- [Directions for this task] Reproduce every one of the records below line for line, changing nothing. Leave the pictures out of your copy.

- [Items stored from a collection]
- - - - - - -

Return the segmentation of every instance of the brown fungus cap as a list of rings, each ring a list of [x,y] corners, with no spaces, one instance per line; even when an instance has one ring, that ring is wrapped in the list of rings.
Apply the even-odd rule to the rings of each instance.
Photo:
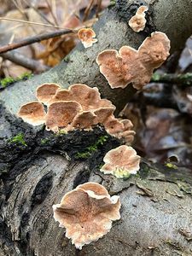
[[[137,90],[149,83],[153,71],[169,56],[170,40],[165,33],[155,32],[147,38],[138,50],[122,46],[118,52],[101,52],[96,63],[111,88],[125,88],[129,84]]]
[[[82,108],[76,102],[57,102],[50,104],[45,118],[46,129],[58,131],[59,128],[70,125],[80,111]]]
[[[92,130],[92,126],[96,125],[96,115],[90,111],[83,111],[78,113],[73,122],[71,126],[73,128]]]
[[[116,177],[128,177],[139,170],[140,156],[131,147],[122,145],[108,151],[103,161],[105,165],[100,169],[105,174],[113,174]]]
[[[95,183],[78,186],[53,206],[55,220],[66,228],[66,236],[79,249],[107,234],[112,221],[120,218],[119,208],[119,196],[110,197]]]
[[[41,84],[36,90],[36,96],[39,102],[49,105],[58,89],[61,89],[61,86],[56,84]]]
[[[108,119],[113,117],[113,108],[100,108],[94,110],[95,114],[96,115],[96,124],[104,125],[108,122]]]
[[[109,101],[103,102],[101,100],[99,90],[96,87],[90,88],[86,84],[73,84],[70,85],[68,90],[59,90],[54,96],[52,102],[57,101],[73,101],[79,102],[84,111],[96,109],[98,105],[109,104]],[[101,102],[102,101],[102,102]],[[111,103],[112,104],[112,103]]]
[[[45,114],[43,104],[38,102],[32,102],[22,105],[18,112],[19,117],[34,126],[44,124]]]
[[[94,43],[97,42],[97,39],[95,38],[96,33],[91,28],[79,29],[78,36],[84,48],[91,47]]]
[[[120,123],[114,116],[110,116],[104,123],[105,130],[110,135],[115,135],[124,130],[124,125]]]
[[[113,136],[119,139],[123,139],[126,145],[130,145],[133,140],[136,132],[131,130],[133,124],[130,119],[122,119],[119,121],[123,124],[124,128],[121,131],[114,134]]]
[[[133,31],[139,32],[145,28],[146,19],[145,12],[148,11],[147,6],[140,6],[134,16],[129,20],[129,26]]]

- - - - - - -

- [Reply]
Return the segmentation of every instance of the brown fungus cap as a list of rings, each ring a list of [x,y] corners, with no spaces, one instance per line; even when an instance has one ring, that ring is wrapped in the list of rings.
Apply the even-odd rule to the rings of each instance.
Photo:
[[[137,90],[149,83],[153,71],[169,56],[170,40],[165,33],[155,32],[147,38],[138,50],[122,46],[118,52],[101,52],[96,63],[111,88],[125,88],[129,84]]]
[[[82,108],[76,102],[57,102],[50,104],[45,118],[46,129],[58,131],[59,128],[70,125],[80,111]]]
[[[92,130],[92,126],[96,125],[96,115],[90,111],[83,111],[78,113],[73,122],[71,126],[73,128]]]
[[[116,177],[128,177],[139,170],[140,156],[131,147],[122,145],[108,151],[103,161],[105,165],[100,169],[105,174],[113,174]]]
[[[95,183],[78,186],[53,206],[55,220],[66,228],[66,236],[79,249],[107,234],[112,221],[120,218],[119,208],[119,196],[110,197]]]
[[[41,84],[36,90],[36,96],[39,102],[49,105],[58,89],[61,89],[61,86],[56,84]]]
[[[108,119],[113,117],[113,108],[100,108],[94,110],[95,114],[96,115],[96,124],[104,125],[108,122]]]
[[[109,101],[103,102],[101,100],[99,90],[96,87],[90,88],[86,84],[73,84],[70,85],[68,90],[59,90],[54,96],[52,102],[57,101],[73,101],[79,102],[84,111],[96,109],[98,105],[109,104]],[[101,102],[102,101],[102,102]],[[111,103],[112,104],[112,103]]]
[[[45,114],[43,104],[38,102],[32,102],[22,105],[18,112],[19,117],[34,126],[44,124]]]
[[[94,43],[97,42],[97,39],[95,38],[96,33],[91,28],[79,29],[78,36],[84,48],[91,47]]]
[[[120,123],[114,116],[110,116],[104,123],[105,130],[110,135],[115,135],[124,130],[124,125]]]
[[[113,136],[119,139],[123,139],[126,145],[130,145],[133,140],[136,132],[131,130],[133,124],[130,119],[122,119],[119,121],[123,124],[124,128],[121,131],[114,134]]]
[[[133,31],[139,32],[145,28],[146,19],[145,12],[148,11],[147,6],[140,6],[134,16],[129,20],[129,26]]]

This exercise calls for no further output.